INFORMATION SHOWN

──────────

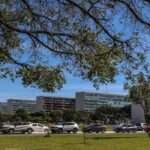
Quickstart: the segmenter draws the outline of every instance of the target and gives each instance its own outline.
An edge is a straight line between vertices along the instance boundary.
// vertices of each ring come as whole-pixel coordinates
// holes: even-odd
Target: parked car
[[[99,124],[99,123],[89,124],[83,128],[84,133],[91,133],[91,132],[103,133],[105,131],[106,131],[106,127],[104,125]]]
[[[77,133],[79,130],[79,126],[75,122],[59,122],[55,125],[51,126],[51,132],[52,133]]]
[[[116,132],[116,133],[119,133],[119,132],[136,132],[138,131],[138,128],[136,125],[132,125],[132,124],[120,124],[120,125],[116,125],[113,127],[113,130]]]
[[[15,126],[8,123],[0,124],[0,132],[2,134],[13,134],[15,131]]]
[[[144,131],[145,123],[136,123],[137,131]]]
[[[15,133],[49,132],[49,128],[40,123],[22,122],[15,125]]]

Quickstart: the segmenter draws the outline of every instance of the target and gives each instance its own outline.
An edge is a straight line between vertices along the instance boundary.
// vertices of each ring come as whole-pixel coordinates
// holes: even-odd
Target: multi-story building
[[[1,102],[0,103],[0,113],[7,113],[8,112],[8,107],[6,102]]]
[[[76,110],[93,112],[98,107],[108,105],[112,107],[124,107],[130,105],[127,96],[117,94],[103,94],[103,93],[76,93]]]
[[[37,111],[75,110],[75,98],[38,96]]]
[[[29,112],[35,112],[36,101],[35,100],[8,99],[7,109],[9,113],[14,113],[18,109],[24,109]]]

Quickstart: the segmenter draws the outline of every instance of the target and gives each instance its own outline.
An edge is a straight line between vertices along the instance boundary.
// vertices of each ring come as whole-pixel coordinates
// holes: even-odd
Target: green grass
[[[150,150],[146,134],[0,136],[0,150]]]

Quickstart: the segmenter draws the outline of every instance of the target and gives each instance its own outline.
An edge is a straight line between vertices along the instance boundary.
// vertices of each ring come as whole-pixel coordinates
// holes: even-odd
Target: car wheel
[[[13,134],[14,133],[14,129],[9,129],[8,133],[9,134]]]
[[[32,129],[28,129],[28,130],[27,130],[27,133],[28,133],[28,134],[32,134],[32,132],[33,132]]]

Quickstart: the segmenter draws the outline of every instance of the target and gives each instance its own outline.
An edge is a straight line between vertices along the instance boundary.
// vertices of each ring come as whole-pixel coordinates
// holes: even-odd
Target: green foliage
[[[66,70],[96,88],[119,73],[128,80],[141,70],[149,76],[144,0],[0,0],[0,6],[0,78],[54,92]]]

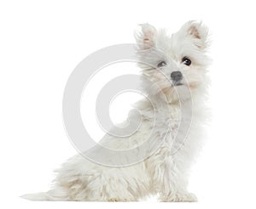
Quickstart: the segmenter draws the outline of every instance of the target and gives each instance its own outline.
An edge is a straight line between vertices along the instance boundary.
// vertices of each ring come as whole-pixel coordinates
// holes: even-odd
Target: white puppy
[[[196,201],[187,190],[188,172],[201,146],[201,127],[206,118],[207,28],[189,21],[169,37],[148,24],[141,26],[136,34],[138,65],[143,69],[142,87],[149,99],[137,104],[141,127],[127,140],[107,134],[101,144],[111,149],[131,149],[150,135],[148,150],[154,151],[143,161],[125,167],[99,165],[78,155],[57,171],[51,190],[25,198],[137,201],[158,195],[162,201]],[[139,155],[140,149],[137,151]]]

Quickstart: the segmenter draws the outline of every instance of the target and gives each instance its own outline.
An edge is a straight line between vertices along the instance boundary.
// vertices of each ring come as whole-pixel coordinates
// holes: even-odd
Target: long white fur
[[[209,61],[207,56],[207,28],[200,22],[189,21],[169,37],[164,30],[157,31],[148,24],[141,26],[142,31],[136,34],[137,54],[142,61],[138,65],[143,74],[156,82],[167,97],[171,115],[165,109],[158,110],[163,116],[156,124],[158,135],[155,136],[156,140],[160,140],[165,133],[165,126],[172,120],[171,133],[166,139],[153,155],[143,162],[125,167],[107,167],[95,164],[81,155],[75,155],[57,171],[51,190],[23,197],[32,201],[137,201],[158,195],[162,201],[196,201],[195,195],[187,190],[187,186],[190,166],[201,147],[201,125],[207,117],[204,103],[208,83],[206,70]],[[192,60],[190,66],[181,62],[184,56]],[[161,60],[166,60],[167,65],[160,70],[156,65]],[[171,72],[175,71],[183,73],[190,88],[193,120],[184,144],[171,155],[171,146],[181,116],[179,102],[186,105],[188,99],[191,99],[184,97],[178,101],[177,93],[163,77],[163,75],[170,76]],[[143,80],[142,88],[148,90],[151,102],[163,102],[159,99],[158,92],[148,91],[147,81]],[[183,88],[177,87],[180,93]],[[139,131],[123,144],[118,138],[108,134],[101,143],[110,148],[127,149],[147,138],[153,126],[153,107],[146,99],[136,105],[143,115]]]

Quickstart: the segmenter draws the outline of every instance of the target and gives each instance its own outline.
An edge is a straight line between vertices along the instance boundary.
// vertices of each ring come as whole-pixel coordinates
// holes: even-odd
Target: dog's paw
[[[172,193],[167,196],[160,197],[160,201],[196,202],[197,198],[192,193]]]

──────────

WHAT NEEDS TO BE DONE
Turn everything from the start of the entries down through the line containing "[[[15,133],[49,132],[49,128],[40,123],[22,122],[15,125]]]", both included, into a Markdown table with the columns Row and Line text, one numbered row per line, skipping blank lines. Leave the pictures out.

THE OUTPUT
| Row | Line text |
|---|---|
| 1 | Quickstart: the segmenter draws the outline of every instance of the target and gives each instance its own outline. |
| 2 | An edge is a straight line between vertices along the instance boundary. |
| 3 | // vertices of each ring come as whole-pixel coordinates |
| 4 | // holes: even-odd |
| 5 | Target: parked car |
| 6 | [[[99,124],[99,123],[89,124],[83,128],[84,133],[91,133],[91,132],[103,133],[105,131],[106,131],[106,127],[104,125]]] |
| 7 | [[[77,133],[79,130],[79,126],[75,122],[59,122],[55,125],[51,126],[51,132],[52,133]]] |
| 8 | [[[116,132],[116,133],[119,133],[119,132],[136,132],[138,131],[138,128],[136,125],[132,125],[132,124],[120,124],[120,125],[116,125],[113,127],[113,130]]] |
| 9 | [[[15,126],[8,123],[0,124],[0,132],[2,134],[13,134],[15,131]]] |
| 10 | [[[144,131],[145,123],[136,123],[137,131]]] |
| 11 | [[[15,133],[49,132],[49,128],[40,123],[22,122],[15,125]]] |